When the line with "Query: black skate boot" appears below, start repeating lines exactly, and keep going through the line with "Query: skate blade"; add nothing outside that span.

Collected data
↓↓↓

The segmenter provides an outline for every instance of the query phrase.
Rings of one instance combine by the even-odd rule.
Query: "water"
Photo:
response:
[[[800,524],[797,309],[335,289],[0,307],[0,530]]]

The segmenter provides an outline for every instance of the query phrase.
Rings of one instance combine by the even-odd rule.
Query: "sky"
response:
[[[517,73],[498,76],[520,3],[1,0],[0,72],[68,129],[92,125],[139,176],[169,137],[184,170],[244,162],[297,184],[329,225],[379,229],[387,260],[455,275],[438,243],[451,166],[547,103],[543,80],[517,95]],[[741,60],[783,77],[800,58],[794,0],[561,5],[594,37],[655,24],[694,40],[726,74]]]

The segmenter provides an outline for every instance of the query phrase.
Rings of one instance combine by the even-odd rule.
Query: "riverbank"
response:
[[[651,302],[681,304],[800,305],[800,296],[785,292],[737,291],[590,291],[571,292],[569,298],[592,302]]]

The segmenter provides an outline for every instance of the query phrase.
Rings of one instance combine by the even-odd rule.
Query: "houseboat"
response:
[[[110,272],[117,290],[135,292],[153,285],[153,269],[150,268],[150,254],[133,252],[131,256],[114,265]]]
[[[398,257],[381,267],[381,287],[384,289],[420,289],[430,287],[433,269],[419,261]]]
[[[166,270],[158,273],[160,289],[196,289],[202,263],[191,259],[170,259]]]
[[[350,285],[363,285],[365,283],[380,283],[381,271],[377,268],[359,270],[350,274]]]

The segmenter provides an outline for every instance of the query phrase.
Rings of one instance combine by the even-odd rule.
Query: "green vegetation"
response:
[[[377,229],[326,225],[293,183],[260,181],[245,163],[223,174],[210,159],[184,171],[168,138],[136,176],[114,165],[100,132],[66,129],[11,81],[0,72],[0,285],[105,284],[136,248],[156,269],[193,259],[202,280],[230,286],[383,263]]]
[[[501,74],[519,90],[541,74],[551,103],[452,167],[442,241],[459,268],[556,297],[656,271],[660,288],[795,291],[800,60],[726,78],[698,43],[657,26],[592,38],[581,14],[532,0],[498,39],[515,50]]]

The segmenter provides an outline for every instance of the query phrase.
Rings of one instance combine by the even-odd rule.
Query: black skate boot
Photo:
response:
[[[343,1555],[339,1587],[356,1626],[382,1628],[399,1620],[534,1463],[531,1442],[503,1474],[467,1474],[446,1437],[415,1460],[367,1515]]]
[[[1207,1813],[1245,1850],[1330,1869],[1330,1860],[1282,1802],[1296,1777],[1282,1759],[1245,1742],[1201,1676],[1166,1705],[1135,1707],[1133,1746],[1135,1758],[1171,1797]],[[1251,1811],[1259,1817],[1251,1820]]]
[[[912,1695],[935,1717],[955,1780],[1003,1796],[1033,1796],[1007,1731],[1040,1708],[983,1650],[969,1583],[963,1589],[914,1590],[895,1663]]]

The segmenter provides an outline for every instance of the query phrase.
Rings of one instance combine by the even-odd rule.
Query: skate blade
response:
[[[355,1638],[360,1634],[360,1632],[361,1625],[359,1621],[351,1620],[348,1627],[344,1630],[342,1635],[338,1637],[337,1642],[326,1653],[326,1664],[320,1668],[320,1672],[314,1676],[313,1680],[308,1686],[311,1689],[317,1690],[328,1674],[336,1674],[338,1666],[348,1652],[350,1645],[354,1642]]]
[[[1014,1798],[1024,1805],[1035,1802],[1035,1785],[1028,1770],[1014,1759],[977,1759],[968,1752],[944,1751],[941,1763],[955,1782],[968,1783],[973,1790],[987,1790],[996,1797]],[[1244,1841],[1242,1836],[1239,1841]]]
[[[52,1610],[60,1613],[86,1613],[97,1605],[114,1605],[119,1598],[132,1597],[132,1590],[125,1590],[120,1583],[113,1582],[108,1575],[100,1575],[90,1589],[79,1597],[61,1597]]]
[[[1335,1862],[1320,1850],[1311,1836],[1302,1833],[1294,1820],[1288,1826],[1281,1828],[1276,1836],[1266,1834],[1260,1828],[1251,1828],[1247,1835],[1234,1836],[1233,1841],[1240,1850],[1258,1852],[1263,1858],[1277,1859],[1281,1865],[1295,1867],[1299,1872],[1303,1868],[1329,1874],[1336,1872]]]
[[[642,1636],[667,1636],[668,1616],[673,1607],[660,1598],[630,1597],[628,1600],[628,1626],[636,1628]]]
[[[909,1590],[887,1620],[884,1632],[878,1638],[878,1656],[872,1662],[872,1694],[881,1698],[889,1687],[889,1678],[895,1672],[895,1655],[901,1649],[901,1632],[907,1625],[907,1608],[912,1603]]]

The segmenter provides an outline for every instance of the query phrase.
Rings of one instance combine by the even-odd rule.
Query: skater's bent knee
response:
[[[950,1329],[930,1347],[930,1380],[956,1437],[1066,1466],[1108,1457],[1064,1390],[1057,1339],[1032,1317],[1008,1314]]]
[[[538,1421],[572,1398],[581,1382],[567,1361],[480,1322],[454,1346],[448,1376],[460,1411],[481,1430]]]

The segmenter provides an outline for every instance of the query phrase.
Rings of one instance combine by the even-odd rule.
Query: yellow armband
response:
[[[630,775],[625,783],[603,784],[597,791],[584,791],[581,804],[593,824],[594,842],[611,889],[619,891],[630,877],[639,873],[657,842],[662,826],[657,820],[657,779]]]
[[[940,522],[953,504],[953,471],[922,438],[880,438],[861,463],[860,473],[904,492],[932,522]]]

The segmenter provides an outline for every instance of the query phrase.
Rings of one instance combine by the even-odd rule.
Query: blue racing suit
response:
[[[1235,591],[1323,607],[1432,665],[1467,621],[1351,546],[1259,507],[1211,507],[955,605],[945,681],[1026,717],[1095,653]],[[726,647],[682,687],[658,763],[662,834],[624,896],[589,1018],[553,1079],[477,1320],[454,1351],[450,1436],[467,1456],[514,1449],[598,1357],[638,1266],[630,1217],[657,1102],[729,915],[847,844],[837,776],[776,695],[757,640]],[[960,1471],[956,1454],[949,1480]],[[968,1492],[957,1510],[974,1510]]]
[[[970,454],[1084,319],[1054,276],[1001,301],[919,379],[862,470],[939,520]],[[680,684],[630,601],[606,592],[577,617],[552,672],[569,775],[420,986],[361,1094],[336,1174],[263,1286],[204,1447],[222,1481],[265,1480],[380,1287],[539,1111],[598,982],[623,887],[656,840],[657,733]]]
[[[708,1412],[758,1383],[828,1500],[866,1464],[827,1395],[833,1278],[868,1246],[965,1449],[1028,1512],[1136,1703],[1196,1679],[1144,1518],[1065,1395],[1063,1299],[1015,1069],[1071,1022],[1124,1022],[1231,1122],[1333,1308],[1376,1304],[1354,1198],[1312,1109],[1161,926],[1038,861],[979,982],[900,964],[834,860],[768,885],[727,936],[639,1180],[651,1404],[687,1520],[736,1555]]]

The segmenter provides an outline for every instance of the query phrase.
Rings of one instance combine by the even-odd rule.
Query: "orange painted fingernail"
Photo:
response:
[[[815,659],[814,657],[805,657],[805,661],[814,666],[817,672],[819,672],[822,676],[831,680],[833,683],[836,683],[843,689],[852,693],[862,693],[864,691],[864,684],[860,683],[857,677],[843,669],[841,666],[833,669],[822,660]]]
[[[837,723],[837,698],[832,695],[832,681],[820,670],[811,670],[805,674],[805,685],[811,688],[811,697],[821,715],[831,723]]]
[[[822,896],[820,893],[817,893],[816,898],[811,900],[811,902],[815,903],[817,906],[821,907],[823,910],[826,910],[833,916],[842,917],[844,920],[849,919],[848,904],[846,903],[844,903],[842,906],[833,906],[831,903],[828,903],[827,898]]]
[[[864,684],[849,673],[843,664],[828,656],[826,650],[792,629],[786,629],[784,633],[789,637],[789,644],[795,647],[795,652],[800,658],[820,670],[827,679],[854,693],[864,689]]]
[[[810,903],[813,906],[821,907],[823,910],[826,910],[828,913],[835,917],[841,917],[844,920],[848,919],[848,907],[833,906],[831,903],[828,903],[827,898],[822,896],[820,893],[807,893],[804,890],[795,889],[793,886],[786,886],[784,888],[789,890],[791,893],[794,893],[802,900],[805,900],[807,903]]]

↑↑↑

■ **Result below**:
Query: black skate boot
Photo:
response:
[[[343,1555],[339,1587],[356,1626],[382,1628],[399,1620],[534,1463],[531,1442],[503,1474],[467,1474],[446,1437],[415,1460],[367,1515]]]
[[[1207,1813],[1245,1850],[1330,1869],[1330,1860],[1282,1802],[1296,1777],[1282,1759],[1245,1742],[1201,1676],[1166,1705],[1135,1707],[1133,1746],[1135,1758],[1171,1797]],[[1251,1811],[1259,1817],[1251,1820]]]
[[[912,1695],[935,1717],[955,1780],[1003,1796],[1033,1796],[1007,1731],[1040,1708],[983,1650],[969,1583],[963,1589],[914,1590],[895,1663]]]

The segmenter provides an outline for every instance of the query phrase.
Rings of one instance combine by the even-odd rule.
Query: skate blade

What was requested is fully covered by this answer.